* **Aim**
Reproduce verbatim the stretch of items from the first line through the line containing "[0,0,1264,426]", both ends included.

— BEGIN Material —

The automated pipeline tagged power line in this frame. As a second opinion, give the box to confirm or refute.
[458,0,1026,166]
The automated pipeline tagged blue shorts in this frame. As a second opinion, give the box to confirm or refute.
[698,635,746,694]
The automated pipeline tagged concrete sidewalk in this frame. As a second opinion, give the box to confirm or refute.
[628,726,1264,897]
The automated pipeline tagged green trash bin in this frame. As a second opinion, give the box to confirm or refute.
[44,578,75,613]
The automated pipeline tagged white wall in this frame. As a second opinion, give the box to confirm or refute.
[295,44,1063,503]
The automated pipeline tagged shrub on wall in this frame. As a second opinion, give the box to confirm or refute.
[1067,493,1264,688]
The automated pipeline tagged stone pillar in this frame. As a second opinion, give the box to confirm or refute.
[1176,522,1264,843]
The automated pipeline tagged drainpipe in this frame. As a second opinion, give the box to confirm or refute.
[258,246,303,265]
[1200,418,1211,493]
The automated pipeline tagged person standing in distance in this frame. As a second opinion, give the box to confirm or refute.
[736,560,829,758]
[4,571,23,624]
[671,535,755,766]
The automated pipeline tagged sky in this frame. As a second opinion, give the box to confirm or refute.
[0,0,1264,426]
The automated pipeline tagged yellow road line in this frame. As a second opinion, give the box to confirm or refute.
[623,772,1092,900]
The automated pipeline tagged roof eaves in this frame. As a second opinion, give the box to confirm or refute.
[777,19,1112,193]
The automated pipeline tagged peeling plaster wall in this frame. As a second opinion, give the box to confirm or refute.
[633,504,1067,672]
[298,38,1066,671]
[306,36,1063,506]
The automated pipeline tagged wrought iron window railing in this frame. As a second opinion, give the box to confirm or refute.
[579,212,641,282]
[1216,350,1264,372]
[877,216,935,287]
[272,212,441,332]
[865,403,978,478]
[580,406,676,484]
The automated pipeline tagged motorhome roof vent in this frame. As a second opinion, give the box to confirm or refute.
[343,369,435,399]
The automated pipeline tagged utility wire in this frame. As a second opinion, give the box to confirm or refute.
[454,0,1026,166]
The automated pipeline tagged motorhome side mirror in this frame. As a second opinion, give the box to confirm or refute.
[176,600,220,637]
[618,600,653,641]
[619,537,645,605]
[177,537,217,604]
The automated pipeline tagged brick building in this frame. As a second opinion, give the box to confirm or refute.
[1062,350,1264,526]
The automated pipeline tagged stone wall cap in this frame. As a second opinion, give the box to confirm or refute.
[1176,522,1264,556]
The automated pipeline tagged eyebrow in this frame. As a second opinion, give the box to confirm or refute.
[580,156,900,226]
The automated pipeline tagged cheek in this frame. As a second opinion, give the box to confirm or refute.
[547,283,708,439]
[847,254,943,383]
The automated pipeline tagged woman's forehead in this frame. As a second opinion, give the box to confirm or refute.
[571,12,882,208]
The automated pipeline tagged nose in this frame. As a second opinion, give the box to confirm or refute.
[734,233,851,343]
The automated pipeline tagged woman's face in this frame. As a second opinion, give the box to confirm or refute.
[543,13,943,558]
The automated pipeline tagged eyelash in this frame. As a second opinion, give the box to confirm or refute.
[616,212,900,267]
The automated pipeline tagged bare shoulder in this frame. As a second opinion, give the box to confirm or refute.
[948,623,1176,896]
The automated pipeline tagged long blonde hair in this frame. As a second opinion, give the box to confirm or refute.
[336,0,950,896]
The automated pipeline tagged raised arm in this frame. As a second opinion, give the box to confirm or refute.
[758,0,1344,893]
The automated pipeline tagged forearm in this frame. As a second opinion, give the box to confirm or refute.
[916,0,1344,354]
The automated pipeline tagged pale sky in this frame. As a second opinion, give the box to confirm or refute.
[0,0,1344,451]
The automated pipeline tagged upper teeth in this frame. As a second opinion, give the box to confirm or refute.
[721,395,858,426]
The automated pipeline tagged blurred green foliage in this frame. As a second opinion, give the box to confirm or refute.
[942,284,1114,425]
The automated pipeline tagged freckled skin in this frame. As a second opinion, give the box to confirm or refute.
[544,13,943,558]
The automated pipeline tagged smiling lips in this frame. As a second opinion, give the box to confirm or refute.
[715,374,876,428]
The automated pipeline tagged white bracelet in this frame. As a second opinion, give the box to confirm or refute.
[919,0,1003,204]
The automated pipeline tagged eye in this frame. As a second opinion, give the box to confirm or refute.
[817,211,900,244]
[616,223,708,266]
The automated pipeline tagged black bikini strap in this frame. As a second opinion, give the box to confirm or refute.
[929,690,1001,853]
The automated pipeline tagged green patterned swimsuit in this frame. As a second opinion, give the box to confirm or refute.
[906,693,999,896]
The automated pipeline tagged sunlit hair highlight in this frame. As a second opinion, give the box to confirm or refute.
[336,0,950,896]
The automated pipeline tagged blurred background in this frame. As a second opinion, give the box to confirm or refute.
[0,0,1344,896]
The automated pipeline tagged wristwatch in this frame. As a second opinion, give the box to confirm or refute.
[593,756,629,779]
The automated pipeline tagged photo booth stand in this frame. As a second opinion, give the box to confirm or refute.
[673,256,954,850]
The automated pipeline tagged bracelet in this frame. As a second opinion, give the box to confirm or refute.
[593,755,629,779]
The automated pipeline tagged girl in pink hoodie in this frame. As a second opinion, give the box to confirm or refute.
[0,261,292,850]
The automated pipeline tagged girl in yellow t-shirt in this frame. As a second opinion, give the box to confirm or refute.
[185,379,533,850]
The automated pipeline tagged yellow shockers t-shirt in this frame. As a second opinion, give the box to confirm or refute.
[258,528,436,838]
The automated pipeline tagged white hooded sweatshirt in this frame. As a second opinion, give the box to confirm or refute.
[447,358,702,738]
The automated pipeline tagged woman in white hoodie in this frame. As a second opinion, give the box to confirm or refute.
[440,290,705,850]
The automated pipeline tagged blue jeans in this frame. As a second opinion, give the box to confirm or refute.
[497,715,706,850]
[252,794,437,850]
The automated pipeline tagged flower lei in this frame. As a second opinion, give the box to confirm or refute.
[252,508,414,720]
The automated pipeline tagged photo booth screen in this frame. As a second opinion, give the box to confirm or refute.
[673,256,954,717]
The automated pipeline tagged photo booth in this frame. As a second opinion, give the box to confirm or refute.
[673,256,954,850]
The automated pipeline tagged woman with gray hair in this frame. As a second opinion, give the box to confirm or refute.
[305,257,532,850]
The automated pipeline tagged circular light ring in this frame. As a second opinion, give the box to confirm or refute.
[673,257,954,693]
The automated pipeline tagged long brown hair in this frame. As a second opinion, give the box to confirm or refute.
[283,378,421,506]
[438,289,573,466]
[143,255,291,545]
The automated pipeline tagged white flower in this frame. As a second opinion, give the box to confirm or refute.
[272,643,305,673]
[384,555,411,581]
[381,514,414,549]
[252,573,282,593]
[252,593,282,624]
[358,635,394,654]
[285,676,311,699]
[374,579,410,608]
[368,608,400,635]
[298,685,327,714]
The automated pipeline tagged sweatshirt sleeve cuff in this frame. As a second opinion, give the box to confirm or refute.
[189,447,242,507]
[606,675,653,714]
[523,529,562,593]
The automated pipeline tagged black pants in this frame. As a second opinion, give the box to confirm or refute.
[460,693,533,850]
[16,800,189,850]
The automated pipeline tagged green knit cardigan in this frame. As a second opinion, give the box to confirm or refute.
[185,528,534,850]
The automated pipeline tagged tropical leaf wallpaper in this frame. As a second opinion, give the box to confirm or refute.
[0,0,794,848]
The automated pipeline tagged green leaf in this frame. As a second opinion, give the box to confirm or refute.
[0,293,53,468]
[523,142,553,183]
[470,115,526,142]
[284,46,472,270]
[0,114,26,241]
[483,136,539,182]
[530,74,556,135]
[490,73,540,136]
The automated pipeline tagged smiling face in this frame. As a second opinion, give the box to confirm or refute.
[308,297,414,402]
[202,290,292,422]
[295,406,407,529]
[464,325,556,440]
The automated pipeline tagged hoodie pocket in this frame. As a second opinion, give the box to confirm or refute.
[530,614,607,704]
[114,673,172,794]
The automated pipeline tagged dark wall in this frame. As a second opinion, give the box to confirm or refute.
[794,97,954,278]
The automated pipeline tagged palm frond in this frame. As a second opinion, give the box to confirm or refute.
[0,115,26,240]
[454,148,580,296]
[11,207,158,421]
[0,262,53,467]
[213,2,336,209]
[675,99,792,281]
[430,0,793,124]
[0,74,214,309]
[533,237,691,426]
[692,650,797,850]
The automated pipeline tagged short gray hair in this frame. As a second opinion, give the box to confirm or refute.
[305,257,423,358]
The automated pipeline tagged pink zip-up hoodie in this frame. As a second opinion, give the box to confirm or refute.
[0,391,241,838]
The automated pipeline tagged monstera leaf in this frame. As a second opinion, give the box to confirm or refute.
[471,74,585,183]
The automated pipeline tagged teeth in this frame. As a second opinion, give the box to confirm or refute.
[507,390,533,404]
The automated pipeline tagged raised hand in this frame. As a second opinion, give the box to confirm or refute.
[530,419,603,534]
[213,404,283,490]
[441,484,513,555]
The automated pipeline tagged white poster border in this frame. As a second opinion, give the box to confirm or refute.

— END Material —

* **The result**
The automated pipeline tagged power line in this frame. As a second opinion, give the box to confirm or refute.
[458,0,1026,166]
The automated pipeline tagged blue shorts in this frame. As a second opinion, give the box to confirm or refute.
[698,635,746,694]
The automated pipeline tagged concrete sidewalk in this frame. As a second opinion, give the box to confirm or refute.
[628,726,1264,897]
The automated pipeline tagged green trash bin in this frame. As a second opinion, give the box to confirm or refute.
[44,578,75,613]
The automated pipeline tagged white wall in this frame. As a second opinion, give the box to confirm or refute.
[295,44,1063,503]
The automated pipeline tagged shrub on wall in this frame. As a second opinion, give the box to confirm or refute.
[1067,493,1264,688]
The automated pipeline tagged stone pillar in this frame. As a second opinion, give the box to confirm or refute.
[1176,522,1264,843]
The automated pipeline tagged drainpipe in this frame. As a second opinion, give the box to confirm or refute.
[258,246,303,265]
[1200,418,1211,493]
The automated pipeline tagged person standing in distance in this frame. As a second opinion, give the box to confirm or refute.
[736,560,829,758]
[4,571,23,624]
[671,535,755,766]
The automated pipeline tagged sky in this frame. As a second opinion, give the box to confirm or refute.
[0,0,1264,426]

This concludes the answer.